# Your task
Filter the listing below, keeping every line that contains the string "field", with case counting.

# Saved entries

□ □ □ □

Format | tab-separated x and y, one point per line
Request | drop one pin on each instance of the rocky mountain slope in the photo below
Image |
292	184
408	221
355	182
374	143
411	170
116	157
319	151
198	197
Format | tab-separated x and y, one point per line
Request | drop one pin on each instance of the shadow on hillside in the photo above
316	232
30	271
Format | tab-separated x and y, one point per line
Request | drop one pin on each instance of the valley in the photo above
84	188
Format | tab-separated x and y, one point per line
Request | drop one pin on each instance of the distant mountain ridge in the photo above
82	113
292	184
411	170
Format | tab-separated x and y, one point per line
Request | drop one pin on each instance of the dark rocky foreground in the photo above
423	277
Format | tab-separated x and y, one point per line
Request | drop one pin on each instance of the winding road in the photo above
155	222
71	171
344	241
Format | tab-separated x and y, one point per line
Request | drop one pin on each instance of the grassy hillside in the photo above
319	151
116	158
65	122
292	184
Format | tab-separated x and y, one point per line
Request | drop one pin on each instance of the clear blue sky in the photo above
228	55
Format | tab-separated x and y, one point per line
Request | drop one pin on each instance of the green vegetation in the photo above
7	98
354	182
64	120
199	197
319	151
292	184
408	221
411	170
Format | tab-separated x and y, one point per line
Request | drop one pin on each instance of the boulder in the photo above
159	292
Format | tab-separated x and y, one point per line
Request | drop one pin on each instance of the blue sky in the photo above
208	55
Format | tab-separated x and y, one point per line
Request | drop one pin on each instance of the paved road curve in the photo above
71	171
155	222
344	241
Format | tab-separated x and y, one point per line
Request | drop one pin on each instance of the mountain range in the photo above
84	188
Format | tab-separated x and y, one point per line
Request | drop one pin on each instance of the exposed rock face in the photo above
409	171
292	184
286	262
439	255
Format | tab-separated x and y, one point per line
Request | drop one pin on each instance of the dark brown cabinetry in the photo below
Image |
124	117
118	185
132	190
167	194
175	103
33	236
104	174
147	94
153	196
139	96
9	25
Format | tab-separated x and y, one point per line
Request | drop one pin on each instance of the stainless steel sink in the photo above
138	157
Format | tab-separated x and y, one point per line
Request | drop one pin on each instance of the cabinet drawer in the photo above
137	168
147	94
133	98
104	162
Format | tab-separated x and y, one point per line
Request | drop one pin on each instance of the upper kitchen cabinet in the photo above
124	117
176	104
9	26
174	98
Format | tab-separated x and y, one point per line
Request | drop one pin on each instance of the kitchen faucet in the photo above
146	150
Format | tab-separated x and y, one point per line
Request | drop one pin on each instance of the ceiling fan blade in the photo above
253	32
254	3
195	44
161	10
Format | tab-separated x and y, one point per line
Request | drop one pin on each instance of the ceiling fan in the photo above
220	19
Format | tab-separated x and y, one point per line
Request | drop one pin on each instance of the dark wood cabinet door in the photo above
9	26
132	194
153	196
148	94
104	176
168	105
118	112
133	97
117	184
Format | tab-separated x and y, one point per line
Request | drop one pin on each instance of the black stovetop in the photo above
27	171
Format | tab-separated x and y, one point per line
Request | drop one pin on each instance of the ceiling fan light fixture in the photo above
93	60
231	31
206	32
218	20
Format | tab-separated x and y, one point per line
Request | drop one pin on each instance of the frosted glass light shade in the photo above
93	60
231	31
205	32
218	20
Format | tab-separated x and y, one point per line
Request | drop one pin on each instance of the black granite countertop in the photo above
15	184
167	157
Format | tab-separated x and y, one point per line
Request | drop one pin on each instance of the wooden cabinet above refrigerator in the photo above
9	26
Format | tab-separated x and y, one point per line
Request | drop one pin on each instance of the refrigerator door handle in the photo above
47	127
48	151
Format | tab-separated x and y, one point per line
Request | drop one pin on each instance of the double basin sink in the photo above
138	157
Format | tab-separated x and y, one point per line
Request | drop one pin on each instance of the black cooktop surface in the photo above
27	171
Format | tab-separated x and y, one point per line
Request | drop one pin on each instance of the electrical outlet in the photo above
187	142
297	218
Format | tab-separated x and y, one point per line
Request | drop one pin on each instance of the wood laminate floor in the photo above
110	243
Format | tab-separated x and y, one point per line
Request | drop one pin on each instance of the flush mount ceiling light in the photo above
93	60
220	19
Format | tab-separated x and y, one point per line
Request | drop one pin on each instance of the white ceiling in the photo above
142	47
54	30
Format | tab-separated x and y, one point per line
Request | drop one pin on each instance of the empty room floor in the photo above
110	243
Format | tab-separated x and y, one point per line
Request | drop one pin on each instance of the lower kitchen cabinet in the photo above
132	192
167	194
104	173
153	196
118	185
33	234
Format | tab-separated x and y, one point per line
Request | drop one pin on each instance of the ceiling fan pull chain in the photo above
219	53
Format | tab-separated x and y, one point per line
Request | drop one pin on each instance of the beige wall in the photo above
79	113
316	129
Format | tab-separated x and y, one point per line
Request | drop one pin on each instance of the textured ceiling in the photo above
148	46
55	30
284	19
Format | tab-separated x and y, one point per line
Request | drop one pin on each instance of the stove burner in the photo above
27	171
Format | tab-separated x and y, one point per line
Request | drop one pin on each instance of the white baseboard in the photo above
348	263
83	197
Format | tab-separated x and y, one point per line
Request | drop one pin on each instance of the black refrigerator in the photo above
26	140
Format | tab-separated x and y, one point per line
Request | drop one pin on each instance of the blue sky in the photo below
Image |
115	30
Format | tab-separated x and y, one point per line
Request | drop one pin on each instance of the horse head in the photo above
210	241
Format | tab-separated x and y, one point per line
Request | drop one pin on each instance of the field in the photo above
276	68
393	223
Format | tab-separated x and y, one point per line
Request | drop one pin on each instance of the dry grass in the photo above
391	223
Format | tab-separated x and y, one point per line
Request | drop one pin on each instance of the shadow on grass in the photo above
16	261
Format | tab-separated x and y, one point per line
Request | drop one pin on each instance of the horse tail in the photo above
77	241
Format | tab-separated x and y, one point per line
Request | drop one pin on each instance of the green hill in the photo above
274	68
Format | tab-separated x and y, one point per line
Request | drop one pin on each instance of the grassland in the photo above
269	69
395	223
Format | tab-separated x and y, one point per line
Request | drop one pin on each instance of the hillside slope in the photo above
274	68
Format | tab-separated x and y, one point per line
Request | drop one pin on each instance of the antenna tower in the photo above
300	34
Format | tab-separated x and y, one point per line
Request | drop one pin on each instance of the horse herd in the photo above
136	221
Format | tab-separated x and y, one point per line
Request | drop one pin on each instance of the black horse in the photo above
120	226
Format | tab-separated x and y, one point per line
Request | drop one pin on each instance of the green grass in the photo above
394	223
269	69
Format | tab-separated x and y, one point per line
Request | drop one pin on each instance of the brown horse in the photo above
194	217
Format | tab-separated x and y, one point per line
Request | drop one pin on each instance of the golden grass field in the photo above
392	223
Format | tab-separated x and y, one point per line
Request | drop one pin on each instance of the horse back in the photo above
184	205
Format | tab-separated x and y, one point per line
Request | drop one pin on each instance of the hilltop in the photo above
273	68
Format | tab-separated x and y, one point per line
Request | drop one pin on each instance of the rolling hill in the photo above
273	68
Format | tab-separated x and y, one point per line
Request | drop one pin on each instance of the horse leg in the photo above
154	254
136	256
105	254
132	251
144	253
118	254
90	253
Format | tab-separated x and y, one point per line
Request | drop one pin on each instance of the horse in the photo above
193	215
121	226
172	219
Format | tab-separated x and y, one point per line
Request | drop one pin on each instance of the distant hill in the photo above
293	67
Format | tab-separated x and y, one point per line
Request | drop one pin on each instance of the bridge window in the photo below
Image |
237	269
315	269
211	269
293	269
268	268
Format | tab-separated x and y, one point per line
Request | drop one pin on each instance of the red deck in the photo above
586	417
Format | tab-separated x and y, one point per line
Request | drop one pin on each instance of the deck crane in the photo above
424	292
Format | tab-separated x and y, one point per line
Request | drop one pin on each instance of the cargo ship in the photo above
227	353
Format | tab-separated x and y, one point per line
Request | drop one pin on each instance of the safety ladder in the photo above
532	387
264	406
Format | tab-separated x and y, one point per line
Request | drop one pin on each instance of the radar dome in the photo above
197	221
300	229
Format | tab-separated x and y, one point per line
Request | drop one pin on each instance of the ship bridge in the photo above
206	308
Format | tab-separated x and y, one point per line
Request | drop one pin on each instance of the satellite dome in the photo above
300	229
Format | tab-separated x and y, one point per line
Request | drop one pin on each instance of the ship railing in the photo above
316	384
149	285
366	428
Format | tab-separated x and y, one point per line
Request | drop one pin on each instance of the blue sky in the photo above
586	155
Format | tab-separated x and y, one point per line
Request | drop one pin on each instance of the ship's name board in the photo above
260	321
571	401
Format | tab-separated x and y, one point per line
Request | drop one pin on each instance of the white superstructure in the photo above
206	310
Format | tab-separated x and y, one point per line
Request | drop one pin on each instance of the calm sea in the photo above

□ □ □ □

# Worked solution
Request | drop one pin on each instance of the field in the photo above
Request | drop one pin on each instance of the golden grass field in the photo above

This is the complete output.